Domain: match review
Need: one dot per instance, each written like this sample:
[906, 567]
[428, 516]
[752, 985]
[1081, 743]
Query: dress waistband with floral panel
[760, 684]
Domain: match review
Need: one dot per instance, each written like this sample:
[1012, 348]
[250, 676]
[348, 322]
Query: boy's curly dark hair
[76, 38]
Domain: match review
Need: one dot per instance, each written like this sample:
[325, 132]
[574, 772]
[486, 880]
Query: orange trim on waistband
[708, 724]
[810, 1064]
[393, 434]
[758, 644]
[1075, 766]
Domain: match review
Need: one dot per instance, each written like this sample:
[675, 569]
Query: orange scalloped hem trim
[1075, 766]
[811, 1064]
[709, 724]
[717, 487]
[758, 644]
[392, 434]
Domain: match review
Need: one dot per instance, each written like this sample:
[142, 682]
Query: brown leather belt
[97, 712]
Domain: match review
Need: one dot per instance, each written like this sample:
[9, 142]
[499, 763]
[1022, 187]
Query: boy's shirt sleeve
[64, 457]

*-*-*

Given task:
Return every line of the items above that contains the word "orange", treating uppercase and lowercase as different.

Correct result:
Query: orange trim on waistband
Query: orange scalloped hem trim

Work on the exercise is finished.